>>>
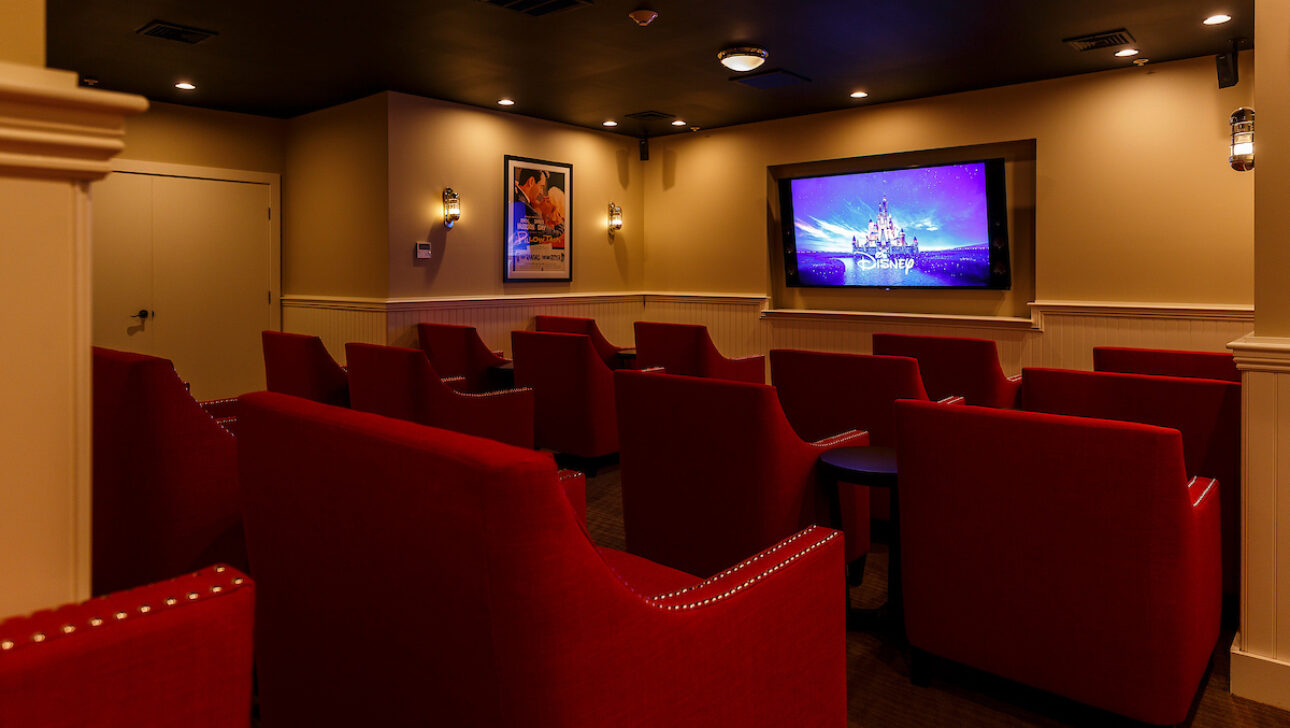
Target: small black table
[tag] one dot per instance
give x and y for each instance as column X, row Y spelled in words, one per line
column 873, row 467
<<<
>>>
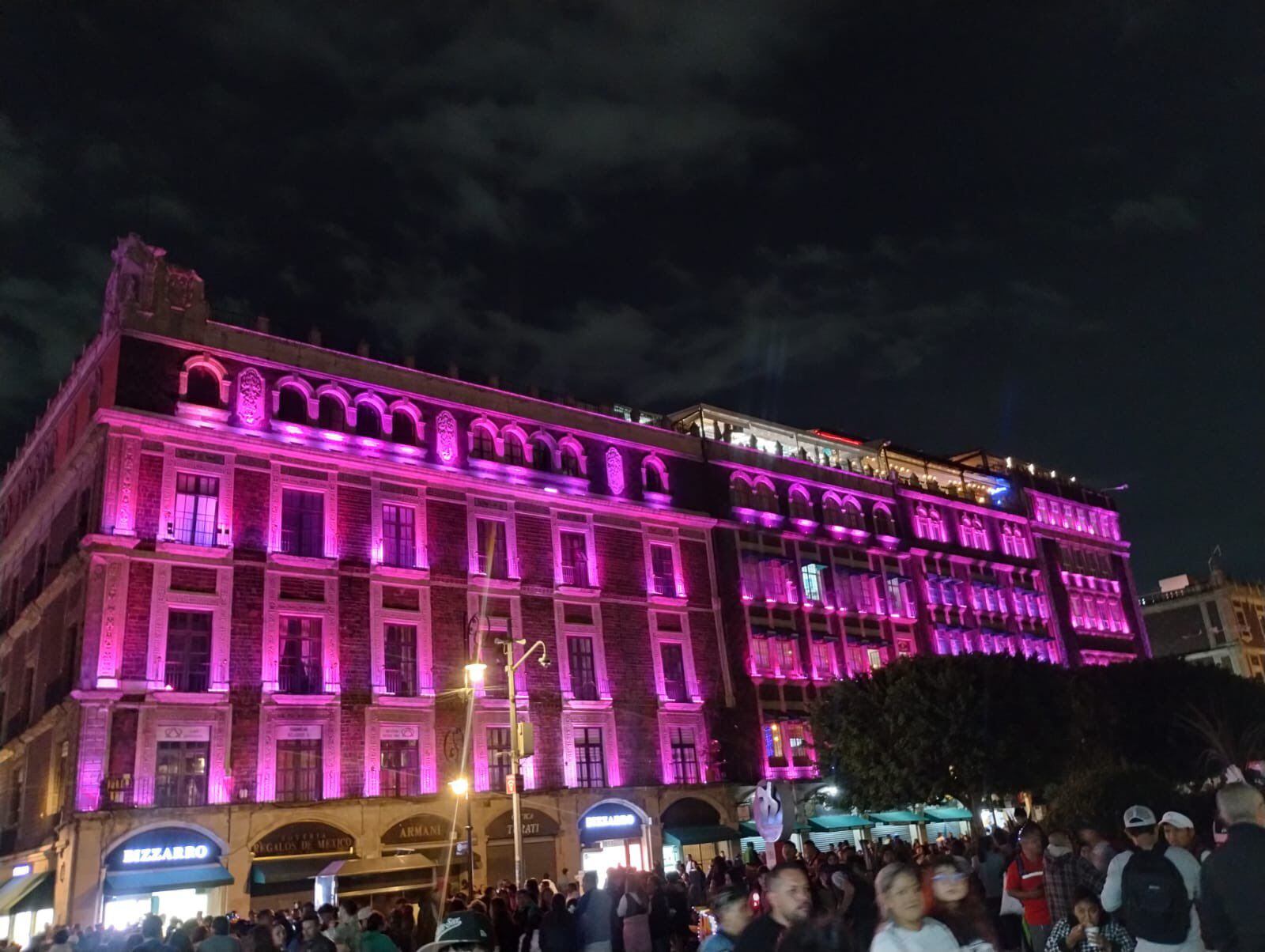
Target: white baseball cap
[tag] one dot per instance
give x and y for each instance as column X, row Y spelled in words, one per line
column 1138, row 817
<<<
--- EXERCISE DIRECTIONS ---
Copy out the rows from the line containing "Target: small black table" through the line containing "column 873, row 467", including both of those lines.

--- SOLUTION TO THIS PROBLEM ---
Target: small black table
[tag] one dot per instance
give x and y for each instance as column X, row Y spelled in words, one per line
column 873, row 467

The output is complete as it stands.